* **Objective**:
Pick out every line of the material below that contains the string "tawny". Matching is case-sensitive.

* **Material for the task**:
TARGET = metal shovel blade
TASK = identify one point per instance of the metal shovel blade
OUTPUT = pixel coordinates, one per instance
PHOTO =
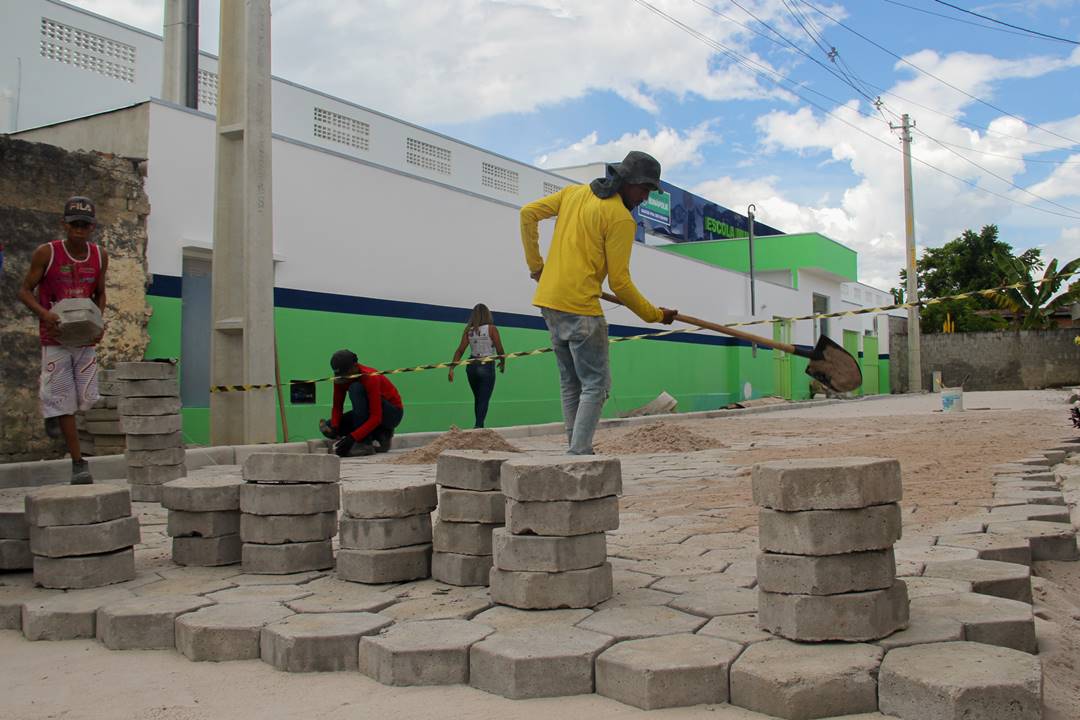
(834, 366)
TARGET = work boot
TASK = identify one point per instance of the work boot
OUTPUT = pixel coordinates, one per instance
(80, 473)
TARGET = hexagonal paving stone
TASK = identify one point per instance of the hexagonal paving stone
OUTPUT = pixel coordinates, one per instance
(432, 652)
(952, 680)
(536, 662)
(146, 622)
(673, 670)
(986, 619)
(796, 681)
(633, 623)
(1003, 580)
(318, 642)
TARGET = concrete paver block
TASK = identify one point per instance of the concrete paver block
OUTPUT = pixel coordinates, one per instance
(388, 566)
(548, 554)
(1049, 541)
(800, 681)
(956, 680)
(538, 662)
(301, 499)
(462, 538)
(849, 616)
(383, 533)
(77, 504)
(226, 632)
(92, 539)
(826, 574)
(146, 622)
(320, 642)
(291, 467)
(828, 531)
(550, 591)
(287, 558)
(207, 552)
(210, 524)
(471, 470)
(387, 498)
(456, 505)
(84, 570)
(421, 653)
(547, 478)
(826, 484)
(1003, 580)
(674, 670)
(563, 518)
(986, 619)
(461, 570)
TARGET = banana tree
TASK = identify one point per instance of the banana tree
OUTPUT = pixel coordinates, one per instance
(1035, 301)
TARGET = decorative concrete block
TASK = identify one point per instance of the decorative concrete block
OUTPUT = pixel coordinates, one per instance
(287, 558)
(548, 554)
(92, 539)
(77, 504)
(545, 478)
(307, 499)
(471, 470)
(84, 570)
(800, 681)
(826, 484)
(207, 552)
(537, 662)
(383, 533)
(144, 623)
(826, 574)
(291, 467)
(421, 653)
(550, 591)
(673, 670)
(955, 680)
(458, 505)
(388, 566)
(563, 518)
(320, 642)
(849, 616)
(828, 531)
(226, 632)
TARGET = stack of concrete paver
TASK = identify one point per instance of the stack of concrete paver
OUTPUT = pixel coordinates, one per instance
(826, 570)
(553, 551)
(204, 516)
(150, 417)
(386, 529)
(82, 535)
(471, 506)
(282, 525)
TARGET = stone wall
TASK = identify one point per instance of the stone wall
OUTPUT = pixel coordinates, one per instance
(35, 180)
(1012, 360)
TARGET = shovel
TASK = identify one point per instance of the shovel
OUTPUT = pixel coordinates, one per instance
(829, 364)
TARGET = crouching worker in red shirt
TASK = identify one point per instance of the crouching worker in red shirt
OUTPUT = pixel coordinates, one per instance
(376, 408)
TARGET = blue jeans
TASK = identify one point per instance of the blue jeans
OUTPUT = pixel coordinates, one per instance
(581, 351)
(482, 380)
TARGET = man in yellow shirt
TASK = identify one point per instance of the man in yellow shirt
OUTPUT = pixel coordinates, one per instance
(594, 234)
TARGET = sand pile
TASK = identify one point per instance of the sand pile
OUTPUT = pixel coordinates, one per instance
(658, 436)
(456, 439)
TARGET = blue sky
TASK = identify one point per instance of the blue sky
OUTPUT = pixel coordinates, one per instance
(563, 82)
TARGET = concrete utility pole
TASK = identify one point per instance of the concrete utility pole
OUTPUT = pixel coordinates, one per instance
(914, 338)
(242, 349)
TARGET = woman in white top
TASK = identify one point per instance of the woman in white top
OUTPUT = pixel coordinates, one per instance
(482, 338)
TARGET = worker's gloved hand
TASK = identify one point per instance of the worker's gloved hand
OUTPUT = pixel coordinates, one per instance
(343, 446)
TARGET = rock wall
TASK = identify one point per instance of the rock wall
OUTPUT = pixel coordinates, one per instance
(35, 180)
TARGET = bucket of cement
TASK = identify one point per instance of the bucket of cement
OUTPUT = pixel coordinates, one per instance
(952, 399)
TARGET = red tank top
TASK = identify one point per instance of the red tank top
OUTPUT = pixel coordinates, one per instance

...

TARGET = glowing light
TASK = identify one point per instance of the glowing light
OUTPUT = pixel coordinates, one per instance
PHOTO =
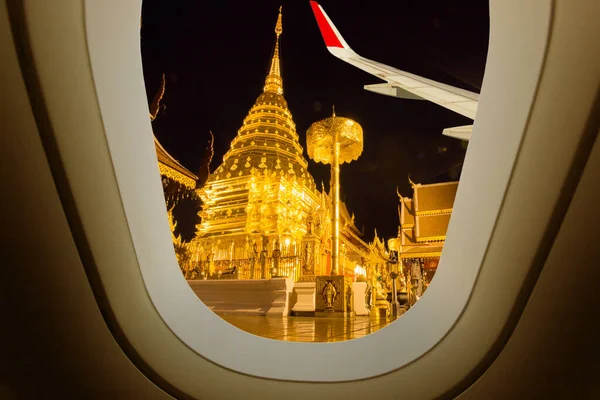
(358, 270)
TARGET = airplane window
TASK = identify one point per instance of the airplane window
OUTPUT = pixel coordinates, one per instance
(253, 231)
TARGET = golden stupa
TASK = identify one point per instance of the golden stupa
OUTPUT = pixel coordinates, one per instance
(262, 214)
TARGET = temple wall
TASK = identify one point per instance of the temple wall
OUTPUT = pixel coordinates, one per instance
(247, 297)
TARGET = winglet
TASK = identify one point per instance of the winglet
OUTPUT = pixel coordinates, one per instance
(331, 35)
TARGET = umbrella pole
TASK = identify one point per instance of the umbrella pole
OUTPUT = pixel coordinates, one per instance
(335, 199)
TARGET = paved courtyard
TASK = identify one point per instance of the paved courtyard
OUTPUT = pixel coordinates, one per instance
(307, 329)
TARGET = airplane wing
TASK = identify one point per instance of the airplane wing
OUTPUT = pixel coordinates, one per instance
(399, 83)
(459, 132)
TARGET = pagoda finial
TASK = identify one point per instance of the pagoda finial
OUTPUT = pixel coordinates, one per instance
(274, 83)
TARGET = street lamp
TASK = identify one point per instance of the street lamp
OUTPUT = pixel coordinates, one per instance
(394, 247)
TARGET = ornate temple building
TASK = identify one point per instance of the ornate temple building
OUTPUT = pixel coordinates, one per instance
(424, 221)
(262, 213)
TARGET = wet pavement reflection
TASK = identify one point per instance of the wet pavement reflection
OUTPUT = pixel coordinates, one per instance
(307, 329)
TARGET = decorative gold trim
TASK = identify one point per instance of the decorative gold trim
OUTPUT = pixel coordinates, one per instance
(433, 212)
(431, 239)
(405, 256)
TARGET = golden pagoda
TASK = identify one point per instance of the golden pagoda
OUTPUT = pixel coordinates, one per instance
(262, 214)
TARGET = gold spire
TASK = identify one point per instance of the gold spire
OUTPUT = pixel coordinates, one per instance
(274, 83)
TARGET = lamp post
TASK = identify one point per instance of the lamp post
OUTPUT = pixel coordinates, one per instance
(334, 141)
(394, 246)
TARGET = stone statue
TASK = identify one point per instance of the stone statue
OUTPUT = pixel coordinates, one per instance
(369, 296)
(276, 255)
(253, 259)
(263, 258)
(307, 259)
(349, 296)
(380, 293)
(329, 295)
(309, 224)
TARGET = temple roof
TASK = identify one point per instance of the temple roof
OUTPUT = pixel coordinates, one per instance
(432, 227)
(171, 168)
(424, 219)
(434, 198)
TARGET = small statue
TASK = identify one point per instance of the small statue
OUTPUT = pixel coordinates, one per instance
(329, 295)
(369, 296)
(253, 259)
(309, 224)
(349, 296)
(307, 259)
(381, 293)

---

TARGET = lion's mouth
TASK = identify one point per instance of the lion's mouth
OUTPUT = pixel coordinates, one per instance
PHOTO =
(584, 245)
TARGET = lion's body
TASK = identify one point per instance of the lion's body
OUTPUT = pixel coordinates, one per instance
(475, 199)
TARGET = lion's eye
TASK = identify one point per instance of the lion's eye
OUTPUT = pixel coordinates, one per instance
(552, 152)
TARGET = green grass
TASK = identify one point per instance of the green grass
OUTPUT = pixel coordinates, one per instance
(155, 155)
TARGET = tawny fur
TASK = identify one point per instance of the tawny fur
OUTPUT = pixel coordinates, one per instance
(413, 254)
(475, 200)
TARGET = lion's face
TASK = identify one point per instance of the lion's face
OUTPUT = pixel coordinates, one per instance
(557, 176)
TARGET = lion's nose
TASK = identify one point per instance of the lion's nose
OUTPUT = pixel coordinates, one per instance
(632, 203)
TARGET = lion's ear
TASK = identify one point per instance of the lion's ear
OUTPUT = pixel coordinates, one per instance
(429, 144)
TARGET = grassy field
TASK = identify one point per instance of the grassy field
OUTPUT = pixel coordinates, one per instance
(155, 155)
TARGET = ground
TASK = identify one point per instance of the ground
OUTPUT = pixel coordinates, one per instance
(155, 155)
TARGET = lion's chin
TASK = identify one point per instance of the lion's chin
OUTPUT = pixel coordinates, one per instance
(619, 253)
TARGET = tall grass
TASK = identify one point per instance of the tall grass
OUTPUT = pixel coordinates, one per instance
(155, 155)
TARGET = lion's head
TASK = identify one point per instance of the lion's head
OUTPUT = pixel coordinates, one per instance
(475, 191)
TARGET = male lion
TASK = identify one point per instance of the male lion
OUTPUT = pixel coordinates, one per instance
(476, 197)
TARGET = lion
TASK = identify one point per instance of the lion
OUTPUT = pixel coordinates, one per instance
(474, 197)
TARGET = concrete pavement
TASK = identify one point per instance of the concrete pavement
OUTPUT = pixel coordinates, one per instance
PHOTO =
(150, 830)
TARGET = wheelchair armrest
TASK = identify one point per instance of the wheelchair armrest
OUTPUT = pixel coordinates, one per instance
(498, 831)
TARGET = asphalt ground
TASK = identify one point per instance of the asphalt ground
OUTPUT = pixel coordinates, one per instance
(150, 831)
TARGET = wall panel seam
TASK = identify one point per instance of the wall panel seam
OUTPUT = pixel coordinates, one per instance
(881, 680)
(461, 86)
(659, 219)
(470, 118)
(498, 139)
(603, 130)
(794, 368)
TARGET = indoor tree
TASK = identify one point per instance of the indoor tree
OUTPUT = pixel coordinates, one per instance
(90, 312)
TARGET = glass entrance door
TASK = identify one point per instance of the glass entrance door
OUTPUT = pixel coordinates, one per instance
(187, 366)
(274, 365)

* **Result**:
TARGET = tawny fur
TASK = identify one point per instance of the tawny fur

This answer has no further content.